• **Problem statement**
Print the records below exactly. Omit every picture.

[Opening Provided information section]

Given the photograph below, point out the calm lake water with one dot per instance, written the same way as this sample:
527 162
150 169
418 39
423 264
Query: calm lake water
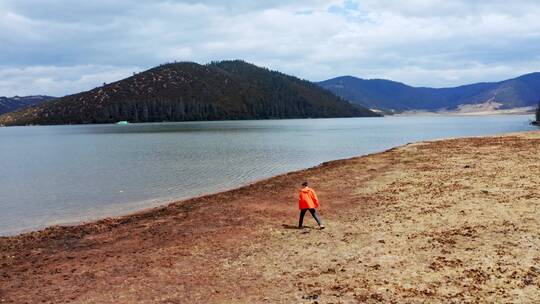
67 174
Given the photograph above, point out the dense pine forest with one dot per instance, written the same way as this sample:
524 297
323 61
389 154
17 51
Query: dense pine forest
189 91
10 104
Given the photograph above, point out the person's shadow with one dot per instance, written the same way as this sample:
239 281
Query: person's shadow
286 226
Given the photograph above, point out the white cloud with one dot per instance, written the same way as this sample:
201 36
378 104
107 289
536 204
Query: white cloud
420 42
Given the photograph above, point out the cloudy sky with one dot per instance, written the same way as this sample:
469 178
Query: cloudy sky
58 47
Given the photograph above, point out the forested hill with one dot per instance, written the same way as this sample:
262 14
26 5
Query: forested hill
9 104
522 91
190 91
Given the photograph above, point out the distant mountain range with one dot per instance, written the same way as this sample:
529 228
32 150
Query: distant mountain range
523 91
190 91
9 104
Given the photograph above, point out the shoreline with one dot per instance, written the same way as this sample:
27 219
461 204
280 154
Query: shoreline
166 203
438 220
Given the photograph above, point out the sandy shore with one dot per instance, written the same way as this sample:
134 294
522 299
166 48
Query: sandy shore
452 221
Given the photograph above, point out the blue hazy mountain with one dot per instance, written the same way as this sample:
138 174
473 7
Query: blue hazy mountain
522 91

[Closing Provided information section]

• **Finished exercise**
Given the photograph below, point out the calm lake water with one dot per instance, written the same way as this sample:
527 162
150 169
418 39
423 264
Query: calm lake water
67 174
Given the photograph above, point out the dense pine forest with one dot per instance, written the same way as this sample:
524 297
323 61
389 154
17 51
Query: dense pine forest
189 91
10 104
Given the photograph above, point out the person's shadow with one dot per instance, written the same way as this sample:
239 281
Query: person's shadow
286 226
Given the photograph above, point out the white cloud with one dot per instance, written the same way as this sample:
201 36
378 104
107 289
536 204
Query: white cloud
420 42
Given the photograph above, point out the cloudy sky with one dot per instance, written the same way as this sample:
469 178
Query: cloudy sky
58 47
Given the photograph above, point out the forested hill with one dot per instance, written the same way as this sample:
262 14
26 5
Query: forested hill
9 104
522 91
190 91
Given the photograph above, point out the distant mountain range with one dot per instance, written the same way as this sample:
529 228
32 150
Query: distant mountain range
523 91
190 91
9 104
Given the photograph above, point out the shoreline with one dot per instance, written the same way as this sample:
27 219
461 204
280 154
Query: shoreline
166 203
438 220
Given the photograph above, point out the sandy shore with one dot per instance, written the same way as this sample:
134 294
522 299
166 48
Query: sandy shore
452 221
Given the photograph above, point out the blue hazy mountain with one dot per instance, written the same way as this sample:
138 174
473 7
Query: blue hazy mountain
522 91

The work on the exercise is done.